* Assignment
Begin at the line with "Task: indicate one point per instance of the green" and write out every line after it, exactly, through the last line below, adding nothing.

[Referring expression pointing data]
=== Begin Enclosure ===

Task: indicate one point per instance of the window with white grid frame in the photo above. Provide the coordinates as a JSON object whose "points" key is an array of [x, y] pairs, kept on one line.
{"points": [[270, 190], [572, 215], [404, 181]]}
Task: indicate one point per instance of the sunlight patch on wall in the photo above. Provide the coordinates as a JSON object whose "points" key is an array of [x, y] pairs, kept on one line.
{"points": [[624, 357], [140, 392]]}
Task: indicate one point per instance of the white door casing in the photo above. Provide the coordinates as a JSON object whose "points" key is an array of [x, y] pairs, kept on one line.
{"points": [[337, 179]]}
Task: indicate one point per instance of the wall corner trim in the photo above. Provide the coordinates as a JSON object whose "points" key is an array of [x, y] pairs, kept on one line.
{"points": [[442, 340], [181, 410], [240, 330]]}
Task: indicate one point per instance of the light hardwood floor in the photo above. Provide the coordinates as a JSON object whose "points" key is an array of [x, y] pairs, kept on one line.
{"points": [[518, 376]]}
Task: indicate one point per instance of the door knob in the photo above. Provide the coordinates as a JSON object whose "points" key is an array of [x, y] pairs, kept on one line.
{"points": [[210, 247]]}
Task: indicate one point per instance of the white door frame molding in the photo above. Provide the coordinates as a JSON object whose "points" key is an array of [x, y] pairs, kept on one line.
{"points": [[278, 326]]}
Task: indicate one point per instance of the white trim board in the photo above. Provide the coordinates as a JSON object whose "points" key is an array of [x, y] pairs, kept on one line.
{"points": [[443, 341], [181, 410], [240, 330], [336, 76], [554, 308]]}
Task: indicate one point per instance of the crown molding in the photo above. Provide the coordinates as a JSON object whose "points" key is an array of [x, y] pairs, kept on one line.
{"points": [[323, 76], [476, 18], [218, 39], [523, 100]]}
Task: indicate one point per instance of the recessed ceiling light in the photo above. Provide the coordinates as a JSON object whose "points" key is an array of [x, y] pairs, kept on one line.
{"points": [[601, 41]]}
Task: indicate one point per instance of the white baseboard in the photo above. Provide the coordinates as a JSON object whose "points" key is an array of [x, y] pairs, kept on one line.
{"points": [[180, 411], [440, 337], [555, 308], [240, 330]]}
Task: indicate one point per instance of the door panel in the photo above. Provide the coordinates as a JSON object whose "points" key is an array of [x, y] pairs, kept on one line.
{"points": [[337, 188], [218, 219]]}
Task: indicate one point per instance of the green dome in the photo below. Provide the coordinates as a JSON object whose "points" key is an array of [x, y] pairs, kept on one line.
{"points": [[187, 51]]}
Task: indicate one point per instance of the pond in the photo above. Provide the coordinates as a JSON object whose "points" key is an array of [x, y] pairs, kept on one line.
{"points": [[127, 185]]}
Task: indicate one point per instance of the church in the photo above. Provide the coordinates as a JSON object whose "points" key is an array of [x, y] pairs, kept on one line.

=== End Enclosure ===

* Task answer
Task: indicate one point per instance of the green dome in the photo below. Provide the coordinates as a JSON object whose "points" key is an array of [x, y] pairs, kept on one line.
{"points": [[187, 51]]}
Task: indicate one point per instance of the pond in the photo above. Provide the coordinates as a JSON object whose "points" key is an array of [x, y] pairs, kept on one line.
{"points": [[127, 185]]}
Task: indicate one point per instance of the church in the photo above. Provide the coordinates as a JSON object whose "points" key is an array of [x, y] pairs, kept on one line.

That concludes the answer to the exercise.